Task brief: Only lines holding "find" are needed; copy each of them from the data below.

[Saved entries]
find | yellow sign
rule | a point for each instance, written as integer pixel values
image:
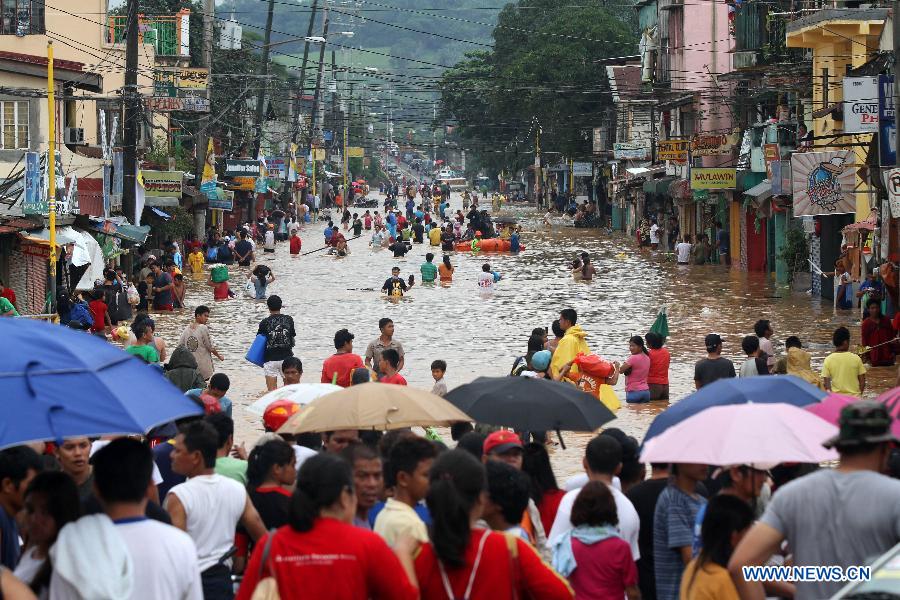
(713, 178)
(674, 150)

--

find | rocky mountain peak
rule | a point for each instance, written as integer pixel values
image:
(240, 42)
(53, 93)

==

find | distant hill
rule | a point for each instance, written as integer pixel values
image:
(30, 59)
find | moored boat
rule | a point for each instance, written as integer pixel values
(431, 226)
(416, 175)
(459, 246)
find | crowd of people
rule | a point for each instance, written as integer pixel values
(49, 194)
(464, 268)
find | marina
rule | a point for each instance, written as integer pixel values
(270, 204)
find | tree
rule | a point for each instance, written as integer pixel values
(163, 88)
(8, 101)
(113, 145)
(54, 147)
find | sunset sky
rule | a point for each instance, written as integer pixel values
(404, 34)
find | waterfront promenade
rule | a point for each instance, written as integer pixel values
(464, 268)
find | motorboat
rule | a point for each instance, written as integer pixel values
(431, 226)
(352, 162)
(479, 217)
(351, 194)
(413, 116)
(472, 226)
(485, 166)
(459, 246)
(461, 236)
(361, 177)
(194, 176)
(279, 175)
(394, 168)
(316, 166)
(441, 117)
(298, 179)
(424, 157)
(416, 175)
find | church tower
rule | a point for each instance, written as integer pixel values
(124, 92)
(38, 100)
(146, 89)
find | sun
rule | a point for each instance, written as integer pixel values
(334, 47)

Your response:
find | yellow sign
find | rocky mountain peak
find | distant hill
find | moored boat
find | crowd of people
find | marina
find | tree
find | sunset sky
find | waterfront promenade
find | motorboat
find | church tower
find | sun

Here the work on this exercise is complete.